*PASSAGE*.
──────

The Spark

the Voice of
The Communist League of Revolutionary Workers–Internationalist

“The emancipation of the working class will only be achieved by the working class itself.”
— Karl Marx

A Small Drop in a Big Bucket

May 10, 2021

Joe Biden laid out his economic plan that calls for more money for infrastructure and social programs. It’s not clear how much of this program will actually be passed by Congress. Biden has said that he is willing to discuss with Republicans who are against spending as much money as he proposed. But even if Biden’s whole program passed as it is, what does it really amount to?

Certainly it does not come remotely close to restoring all of the massive cuts in public spending that have taken place over the last several decades. For years now, the federal and state governments, led by both Republicans and Democrats, have been cutting social spending. Money for education, infrastructure, public health care and social services has been reduced, year after year.

The Center for Budget and Policy Priorities keeps track of what they call “Non-Defense Discretionary Programs,” basically all government spending on social programs. (Social Security and Medicare are funded separately.) Their statistics show that spending on infrastructure and social programs has been steadily reduced since the late 1970s and reached its lowest recorded level in 2019.

──────

Data items
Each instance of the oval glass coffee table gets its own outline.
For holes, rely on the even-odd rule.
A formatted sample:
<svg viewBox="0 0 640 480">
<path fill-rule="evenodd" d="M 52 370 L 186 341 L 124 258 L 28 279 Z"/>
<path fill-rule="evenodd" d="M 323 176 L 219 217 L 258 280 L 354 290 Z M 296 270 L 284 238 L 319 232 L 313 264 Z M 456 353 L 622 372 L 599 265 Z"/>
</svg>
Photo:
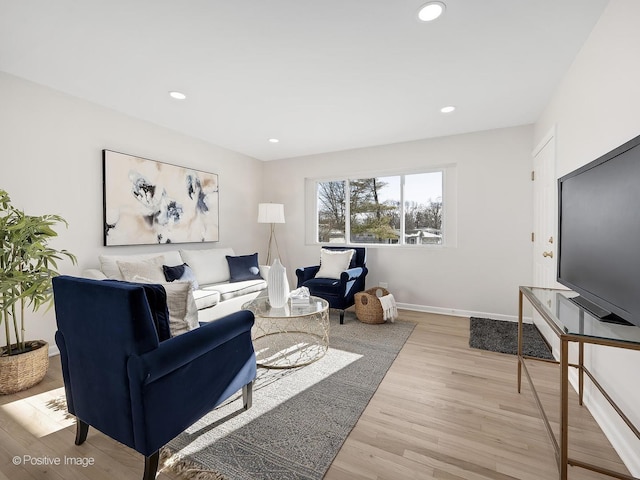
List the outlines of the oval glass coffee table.
<svg viewBox="0 0 640 480">
<path fill-rule="evenodd" d="M 294 368 L 319 360 L 329 349 L 329 304 L 319 297 L 309 303 L 273 308 L 268 296 L 245 303 L 255 316 L 251 330 L 256 362 L 267 368 Z"/>
</svg>

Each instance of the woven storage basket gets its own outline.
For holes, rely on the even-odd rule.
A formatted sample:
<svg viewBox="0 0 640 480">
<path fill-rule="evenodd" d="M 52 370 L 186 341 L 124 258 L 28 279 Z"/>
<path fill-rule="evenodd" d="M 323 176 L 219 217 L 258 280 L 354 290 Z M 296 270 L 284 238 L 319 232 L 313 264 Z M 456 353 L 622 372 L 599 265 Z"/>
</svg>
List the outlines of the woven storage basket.
<svg viewBox="0 0 640 480">
<path fill-rule="evenodd" d="M 382 311 L 382 305 L 376 293 L 379 292 L 380 296 L 389 295 L 389 291 L 386 288 L 374 287 L 364 292 L 358 292 L 354 295 L 356 302 L 356 317 L 362 323 L 384 323 L 384 312 Z"/>
<path fill-rule="evenodd" d="M 31 388 L 46 375 L 49 368 L 49 344 L 42 340 L 27 343 L 34 345 L 34 349 L 18 355 L 0 356 L 0 395 Z"/>
</svg>

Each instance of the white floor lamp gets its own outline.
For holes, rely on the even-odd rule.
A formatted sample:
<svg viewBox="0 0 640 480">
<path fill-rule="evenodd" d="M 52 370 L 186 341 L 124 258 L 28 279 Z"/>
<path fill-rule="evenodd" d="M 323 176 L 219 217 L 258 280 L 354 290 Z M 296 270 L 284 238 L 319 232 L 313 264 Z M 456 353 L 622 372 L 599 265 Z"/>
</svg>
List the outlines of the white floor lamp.
<svg viewBox="0 0 640 480">
<path fill-rule="evenodd" d="M 269 235 L 269 246 L 267 247 L 267 265 L 271 265 L 271 244 L 276 244 L 276 252 L 280 258 L 280 249 L 276 239 L 276 223 L 284 223 L 284 205 L 281 203 L 260 203 L 258 204 L 258 223 L 270 223 L 271 234 Z"/>
</svg>

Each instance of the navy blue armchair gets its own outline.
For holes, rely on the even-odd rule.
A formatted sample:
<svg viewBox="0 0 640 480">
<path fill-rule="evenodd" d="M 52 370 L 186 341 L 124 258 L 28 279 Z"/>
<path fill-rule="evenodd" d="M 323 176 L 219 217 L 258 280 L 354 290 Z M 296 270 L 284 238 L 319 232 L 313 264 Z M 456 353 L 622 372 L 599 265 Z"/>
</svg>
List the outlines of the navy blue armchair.
<svg viewBox="0 0 640 480">
<path fill-rule="evenodd" d="M 76 445 L 92 426 L 144 455 L 143 478 L 151 480 L 160 447 L 207 412 L 240 389 L 251 406 L 251 312 L 160 341 L 166 298 L 158 302 L 144 285 L 59 276 L 53 291 Z"/>
<path fill-rule="evenodd" d="M 316 278 L 320 265 L 298 268 L 298 287 L 307 287 L 313 296 L 324 298 L 329 307 L 340 310 L 340 323 L 344 323 L 344 311 L 355 304 L 354 295 L 364 290 L 367 270 L 367 249 L 362 247 L 322 247 L 327 250 L 355 250 L 349 268 L 339 279 Z"/>
</svg>

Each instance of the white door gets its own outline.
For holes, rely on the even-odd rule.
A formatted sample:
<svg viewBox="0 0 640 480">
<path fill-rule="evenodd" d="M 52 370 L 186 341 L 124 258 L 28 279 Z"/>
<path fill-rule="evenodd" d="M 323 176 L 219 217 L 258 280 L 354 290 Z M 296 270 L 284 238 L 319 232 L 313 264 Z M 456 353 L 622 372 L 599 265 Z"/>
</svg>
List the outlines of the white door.
<svg viewBox="0 0 640 480">
<path fill-rule="evenodd" d="M 533 152 L 533 286 L 557 288 L 557 185 L 555 135 Z"/>
<path fill-rule="evenodd" d="M 556 282 L 558 245 L 555 134 L 552 130 L 533 152 L 533 286 L 558 288 Z M 551 305 L 547 305 L 551 307 Z M 551 328 L 533 312 L 533 323 L 559 358 L 559 342 Z"/>
</svg>

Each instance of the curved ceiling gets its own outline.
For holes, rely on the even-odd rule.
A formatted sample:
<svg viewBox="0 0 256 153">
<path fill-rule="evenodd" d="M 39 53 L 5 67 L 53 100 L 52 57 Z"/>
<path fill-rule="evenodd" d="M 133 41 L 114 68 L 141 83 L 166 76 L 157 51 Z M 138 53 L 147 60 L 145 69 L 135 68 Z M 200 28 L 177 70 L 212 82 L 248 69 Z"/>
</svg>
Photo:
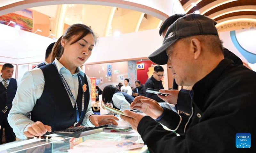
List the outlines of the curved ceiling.
<svg viewBox="0 0 256 153">
<path fill-rule="evenodd" d="M 187 14 L 198 11 L 200 14 L 215 20 L 219 31 L 256 28 L 255 0 L 180 1 Z"/>
<path fill-rule="evenodd" d="M 117 0 L 96 1 L 99 2 L 99 4 L 101 4 L 100 3 L 100 2 L 102 3 L 104 3 L 103 1 L 109 2 L 107 5 L 102 3 L 102 5 L 62 4 L 66 3 L 65 1 L 57 0 L 33 1 L 21 1 L 17 2 L 15 6 L 13 6 L 12 5 L 14 5 L 14 4 L 4 5 L 0 7 L 0 9 L 2 8 L 2 9 L 1 11 L 0 9 L 0 12 L 3 12 L 3 11 L 7 10 L 9 11 L 10 9 L 17 7 L 23 9 L 23 7 L 25 7 L 23 3 L 25 1 L 27 3 L 26 4 L 28 5 L 28 6 L 45 5 L 45 3 L 46 2 L 51 2 L 52 3 L 52 4 L 56 4 L 57 2 L 61 1 L 60 3 L 58 3 L 61 4 L 59 5 L 30 8 L 51 18 L 51 33 L 57 35 L 56 38 L 62 34 L 67 26 L 75 23 L 82 23 L 91 26 L 99 37 L 102 37 L 158 28 L 162 23 L 161 19 L 167 17 L 166 14 L 159 11 L 157 12 L 159 15 L 154 15 L 154 13 L 150 12 L 155 11 L 156 10 L 153 10 L 152 8 L 147 8 L 147 8 L 139 8 L 142 5 L 139 4 L 136 6 L 137 9 L 134 9 L 135 6 L 133 6 L 133 9 L 132 9 L 132 8 L 122 7 L 124 6 L 123 4 L 115 4 L 116 5 L 112 4 L 112 5 L 109 4 L 111 3 L 110 2 L 123 3 L 123 1 Z M 200 14 L 214 19 L 218 23 L 216 27 L 220 32 L 251 28 L 252 27 L 256 27 L 256 0 L 180 0 L 180 1 L 187 14 L 193 13 L 196 11 L 199 11 Z M 37 3 L 36 4 L 33 3 L 36 3 L 36 1 Z M 45 3 L 43 4 L 42 2 L 44 1 Z M 68 1 L 70 2 L 71 1 L 66 2 Z M 75 1 L 78 4 L 82 1 L 83 2 L 86 1 L 87 3 L 92 2 L 81 0 L 73 2 Z M 160 1 L 159 2 L 159 3 L 161 3 Z M 129 5 L 131 5 L 131 3 Z M 132 4 L 134 4 L 132 3 Z M 195 4 L 196 4 L 196 6 L 195 6 Z M 138 11 L 140 10 L 140 11 Z"/>
</svg>

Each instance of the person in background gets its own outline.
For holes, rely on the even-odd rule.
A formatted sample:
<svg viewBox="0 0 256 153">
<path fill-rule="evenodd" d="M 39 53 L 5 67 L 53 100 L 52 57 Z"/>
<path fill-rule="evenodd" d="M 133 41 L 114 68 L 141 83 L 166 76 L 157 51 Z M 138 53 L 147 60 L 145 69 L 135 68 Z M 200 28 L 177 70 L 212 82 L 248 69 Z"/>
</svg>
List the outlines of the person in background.
<svg viewBox="0 0 256 153">
<path fill-rule="evenodd" d="M 12 78 L 14 71 L 13 65 L 5 64 L 1 70 L 0 76 L 0 125 L 4 128 L 6 143 L 14 141 L 16 139 L 15 134 L 7 120 L 18 85 L 16 79 Z M 0 144 L 2 143 L 2 128 L 0 129 Z"/>
<path fill-rule="evenodd" d="M 179 136 L 148 116 L 124 111 L 121 118 L 138 131 L 150 152 L 253 152 L 251 146 L 237 148 L 235 138 L 237 133 L 256 135 L 252 124 L 256 116 L 256 73 L 224 58 L 216 24 L 195 13 L 180 18 L 168 29 L 162 46 L 148 56 L 155 63 L 167 64 L 179 85 L 193 87 L 191 115 Z M 130 107 L 151 112 L 156 120 L 172 118 L 156 104 L 139 96 Z"/>
<path fill-rule="evenodd" d="M 145 88 L 154 89 L 164 89 L 163 83 L 161 79 L 164 76 L 164 68 L 160 65 L 156 65 L 154 67 L 153 75 L 149 78 L 145 83 Z M 154 99 L 157 102 L 164 102 L 164 101 L 159 98 L 156 94 L 146 93 L 147 97 Z"/>
<path fill-rule="evenodd" d="M 37 65 L 35 68 L 37 68 L 38 67 L 40 67 L 48 64 L 51 62 L 51 55 L 54 44 L 55 44 L 55 42 L 51 43 L 49 45 L 49 46 L 47 47 L 45 51 L 45 58 L 44 59 L 44 61 Z"/>
<path fill-rule="evenodd" d="M 98 95 L 100 95 L 102 94 L 102 90 L 101 90 L 98 86 L 96 86 L 96 91 L 98 92 Z"/>
<path fill-rule="evenodd" d="M 123 84 L 119 82 L 118 84 L 116 86 L 116 87 L 118 91 L 121 91 L 121 87 L 123 86 Z"/>
<path fill-rule="evenodd" d="M 137 80 L 135 81 L 136 88 L 133 90 L 132 97 L 136 97 L 139 96 L 146 96 L 146 89 L 142 84 L 140 84 L 140 81 Z"/>
<path fill-rule="evenodd" d="M 118 91 L 113 85 L 107 85 L 103 89 L 102 100 L 104 104 L 118 110 L 130 110 L 133 99 L 134 98 L 127 93 Z"/>
<path fill-rule="evenodd" d="M 95 90 L 96 90 L 96 101 L 99 101 L 99 96 L 102 94 L 102 91 L 97 86 L 95 87 Z"/>
<path fill-rule="evenodd" d="M 122 86 L 120 89 L 121 92 L 126 93 L 130 96 L 132 94 L 132 88 L 129 86 L 129 79 L 126 78 L 124 79 L 124 85 Z"/>
<path fill-rule="evenodd" d="M 90 79 L 80 68 L 97 40 L 86 26 L 71 25 L 54 45 L 52 63 L 24 74 L 8 116 L 17 137 L 40 136 L 80 125 L 118 125 L 115 116 L 92 112 Z"/>
</svg>

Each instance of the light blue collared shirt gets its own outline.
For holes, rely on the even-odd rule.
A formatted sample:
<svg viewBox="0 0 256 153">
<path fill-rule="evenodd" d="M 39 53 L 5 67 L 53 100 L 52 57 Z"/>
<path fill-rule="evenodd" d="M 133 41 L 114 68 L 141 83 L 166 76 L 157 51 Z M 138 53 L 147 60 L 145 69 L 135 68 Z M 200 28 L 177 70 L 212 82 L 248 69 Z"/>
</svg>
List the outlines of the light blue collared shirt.
<svg viewBox="0 0 256 153">
<path fill-rule="evenodd" d="M 121 111 L 130 110 L 130 104 L 121 93 L 116 93 L 113 95 L 112 101 L 114 105 Z"/>
<path fill-rule="evenodd" d="M 79 85 L 77 73 L 72 75 L 70 71 L 59 62 L 59 58 L 56 58 L 54 62 L 58 72 L 59 73 L 60 72 L 63 75 L 73 96 L 76 99 Z M 79 73 L 84 77 L 84 74 L 82 69 L 79 67 L 78 68 Z M 91 80 L 88 77 L 86 76 L 91 95 L 92 88 Z M 33 110 L 37 100 L 41 97 L 44 86 L 44 77 L 43 71 L 40 69 L 34 69 L 28 71 L 21 79 L 12 101 L 12 107 L 8 115 L 8 119 L 16 136 L 20 139 L 27 138 L 23 133 L 27 131 L 28 128 L 31 124 L 35 123 L 30 119 L 30 113 Z M 68 94 L 67 91 L 67 93 Z M 74 107 L 76 105 L 75 102 L 68 94 Z M 90 98 L 85 116 L 82 122 L 83 125 L 93 126 L 89 120 L 90 116 L 94 114 L 92 110 L 91 100 Z"/>
</svg>

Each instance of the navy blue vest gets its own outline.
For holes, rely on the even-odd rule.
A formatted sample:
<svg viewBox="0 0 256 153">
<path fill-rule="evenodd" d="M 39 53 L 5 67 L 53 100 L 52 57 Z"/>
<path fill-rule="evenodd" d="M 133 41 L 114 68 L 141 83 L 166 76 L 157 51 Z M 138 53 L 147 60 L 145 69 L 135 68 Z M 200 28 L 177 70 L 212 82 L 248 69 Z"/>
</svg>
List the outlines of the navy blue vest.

──────

*EXPLORE THE MATERIAL*.
a: Answer each question from the article on Biden's economic plan.
(i) With whom has Biden said he is willing to discuss his plan?
(ii) Which organization tracks "Non-Defense Discretionary Programs"?
(iii) In what year did spending on infrastructure and social programs reach its lowest recorded level?
b: Summarize the article on Biden's economic plan in two sentences.
c: Recast the paragraph of the article on Biden's economic plan that begins "Certainly it does not come remotely close" as a bulleted list that keeps its main facts.

*ANSWERS BELOW*.
a:
(i) Republicans who are against spending as much money as he proposed
(ii) The Center for Budget and Policy Priorities
(iii) 2019

b: Biden's economic plan calls for more money for infrastructure and social programs, though it is unclear how much of it Congress will pass. Even in full, it would not come close to restoring decades of cuts to social spending, which the Center for Budget and Policy Priorities shows has fallen steadily since the late 1970s to its lowest recorded level in 2019.

c:
- Biden's program does not come remotely close to restoring the massive cuts in public spending made over the last several decades.
- For years, federal and state governments, led by both Republicans and Democrats, have been cutting social spending.
- Money for education, infrastructure, public health care and social services has been reduced year after year.